Study text →

Trump Threatens Tariffs on Any Nation That Opposes US Efforts to Conquer Greenland

President Donald Trump on Friday suggested that he would expand his legally contested and costly tariff regime to target any countries that don't support his plan to conquer Greenland, a self-governing Danish territory opposed to a US takeover.

While he was supposed to be speaking about rural healthcare at the White House, Trump recalled threatening Europe with tariffs on pharmaceuticals and said that "I may do that for Greenland too. I may put a tariff on countries if they don't go along with Greenland, because we need Greenland for national security. So I may do that."

Responding to a clip of Trump's remarks on social media, journalist Adam Cochran cited multiple federal laws and called his comments "impeachable."

Meidas Touch editor-in-chief Ron Filipkowski called the president "the Mad King."

Congressman Darren Soto (D-Fla.) wrote: "Double whammy! Trump wants to raise prices on Americans to help invade Greenland, which we don't want."

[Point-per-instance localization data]
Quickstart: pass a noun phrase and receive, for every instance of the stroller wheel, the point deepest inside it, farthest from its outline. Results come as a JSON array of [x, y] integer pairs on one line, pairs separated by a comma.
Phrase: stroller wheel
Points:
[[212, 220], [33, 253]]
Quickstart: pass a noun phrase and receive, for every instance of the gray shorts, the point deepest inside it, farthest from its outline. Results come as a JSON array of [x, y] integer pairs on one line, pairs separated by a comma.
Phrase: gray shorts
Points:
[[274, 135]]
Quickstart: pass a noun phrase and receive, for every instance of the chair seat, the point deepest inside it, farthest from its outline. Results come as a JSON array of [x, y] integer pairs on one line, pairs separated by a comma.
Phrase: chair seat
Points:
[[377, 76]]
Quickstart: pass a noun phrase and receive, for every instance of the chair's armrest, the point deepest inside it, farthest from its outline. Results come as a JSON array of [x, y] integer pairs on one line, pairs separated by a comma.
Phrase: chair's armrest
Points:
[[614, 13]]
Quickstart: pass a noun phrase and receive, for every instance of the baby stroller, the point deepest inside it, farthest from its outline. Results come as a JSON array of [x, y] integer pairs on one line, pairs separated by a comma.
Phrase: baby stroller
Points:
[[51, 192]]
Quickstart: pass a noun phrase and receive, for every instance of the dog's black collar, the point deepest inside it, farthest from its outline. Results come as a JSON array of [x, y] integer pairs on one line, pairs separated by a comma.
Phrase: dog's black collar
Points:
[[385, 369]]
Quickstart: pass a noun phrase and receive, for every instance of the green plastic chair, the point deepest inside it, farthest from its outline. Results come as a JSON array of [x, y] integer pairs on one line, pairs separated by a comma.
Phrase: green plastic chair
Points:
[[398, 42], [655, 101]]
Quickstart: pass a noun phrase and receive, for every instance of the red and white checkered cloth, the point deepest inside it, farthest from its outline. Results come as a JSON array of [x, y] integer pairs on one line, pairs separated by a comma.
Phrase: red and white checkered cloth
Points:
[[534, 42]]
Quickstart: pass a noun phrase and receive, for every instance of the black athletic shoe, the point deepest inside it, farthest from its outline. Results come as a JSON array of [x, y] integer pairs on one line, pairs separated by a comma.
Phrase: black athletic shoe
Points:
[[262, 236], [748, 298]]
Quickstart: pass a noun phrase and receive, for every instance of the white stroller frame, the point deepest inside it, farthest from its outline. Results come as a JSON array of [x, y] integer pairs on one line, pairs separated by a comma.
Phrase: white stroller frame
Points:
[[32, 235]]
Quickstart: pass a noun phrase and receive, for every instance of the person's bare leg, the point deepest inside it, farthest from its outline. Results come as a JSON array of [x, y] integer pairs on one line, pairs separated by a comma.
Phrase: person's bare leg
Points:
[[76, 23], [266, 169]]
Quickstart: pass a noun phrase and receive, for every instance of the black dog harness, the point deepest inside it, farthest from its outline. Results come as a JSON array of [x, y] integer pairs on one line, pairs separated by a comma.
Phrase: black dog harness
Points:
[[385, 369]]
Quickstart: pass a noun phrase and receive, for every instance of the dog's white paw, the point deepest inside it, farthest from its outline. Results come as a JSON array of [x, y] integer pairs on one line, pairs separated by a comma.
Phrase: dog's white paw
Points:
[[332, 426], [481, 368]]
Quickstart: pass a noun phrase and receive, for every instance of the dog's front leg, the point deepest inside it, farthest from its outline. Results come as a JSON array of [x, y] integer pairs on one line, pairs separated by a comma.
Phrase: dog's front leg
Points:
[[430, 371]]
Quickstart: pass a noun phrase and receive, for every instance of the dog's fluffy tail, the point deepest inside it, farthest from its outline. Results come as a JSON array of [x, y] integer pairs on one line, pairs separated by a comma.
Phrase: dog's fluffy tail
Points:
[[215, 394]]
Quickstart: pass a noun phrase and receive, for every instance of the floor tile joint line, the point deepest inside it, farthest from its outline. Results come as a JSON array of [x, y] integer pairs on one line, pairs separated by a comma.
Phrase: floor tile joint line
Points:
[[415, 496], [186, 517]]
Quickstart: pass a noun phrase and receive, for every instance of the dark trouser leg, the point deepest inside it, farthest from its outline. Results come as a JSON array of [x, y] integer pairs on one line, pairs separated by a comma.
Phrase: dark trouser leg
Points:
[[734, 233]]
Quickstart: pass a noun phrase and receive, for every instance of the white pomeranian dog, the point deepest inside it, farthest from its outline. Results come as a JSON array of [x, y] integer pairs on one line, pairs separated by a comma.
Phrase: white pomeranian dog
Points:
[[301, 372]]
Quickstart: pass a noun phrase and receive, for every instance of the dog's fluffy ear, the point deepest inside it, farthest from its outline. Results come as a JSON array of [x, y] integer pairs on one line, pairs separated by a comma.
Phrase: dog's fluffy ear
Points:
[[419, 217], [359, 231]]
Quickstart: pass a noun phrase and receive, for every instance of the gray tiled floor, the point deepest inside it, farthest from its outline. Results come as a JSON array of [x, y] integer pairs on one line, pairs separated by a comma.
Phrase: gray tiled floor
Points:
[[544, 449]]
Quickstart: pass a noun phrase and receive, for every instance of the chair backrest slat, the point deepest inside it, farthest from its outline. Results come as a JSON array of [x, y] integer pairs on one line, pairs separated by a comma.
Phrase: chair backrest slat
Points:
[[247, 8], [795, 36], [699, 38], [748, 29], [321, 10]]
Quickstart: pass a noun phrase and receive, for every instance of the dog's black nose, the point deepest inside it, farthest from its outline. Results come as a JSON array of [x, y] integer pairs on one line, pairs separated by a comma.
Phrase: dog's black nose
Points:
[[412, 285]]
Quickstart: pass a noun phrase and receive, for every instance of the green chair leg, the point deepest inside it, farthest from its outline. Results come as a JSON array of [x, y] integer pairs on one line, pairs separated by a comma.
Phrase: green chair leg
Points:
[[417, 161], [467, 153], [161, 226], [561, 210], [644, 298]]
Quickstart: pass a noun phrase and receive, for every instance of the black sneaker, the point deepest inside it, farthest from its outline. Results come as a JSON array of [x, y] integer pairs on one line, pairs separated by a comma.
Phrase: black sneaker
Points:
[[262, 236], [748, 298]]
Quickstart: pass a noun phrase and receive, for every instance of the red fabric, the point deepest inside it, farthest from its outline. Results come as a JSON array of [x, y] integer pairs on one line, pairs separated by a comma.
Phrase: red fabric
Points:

Tasks and exercises →
A - Copy the passage of the Greenland tariff article between "Trump Threatens Tariffs" and "a US takeover.", inclusive.
B - Answer these questions using the Greenland tariff article:
(i) What topic was Trump supposed to be speaking about at the White House?
(ii) Which journalist called Trump's comments "impeachable"?
(iii) What did Ron Filipkowski call the president?

Answer list →
A -
Trump Threatens Tariffs on Any Nation That Opposes US Efforts to Conquer Greenland

President Donald Trump on Friday suggested that he would expand his legally contested and costly tariff regime to target any countries that don't support his plan to conquer Greenland, a self-governing Danish territory opposed to a US takeover.

B -
(i) Rural healthcare
(ii) Adam Cochran
(iii) "the Mad King"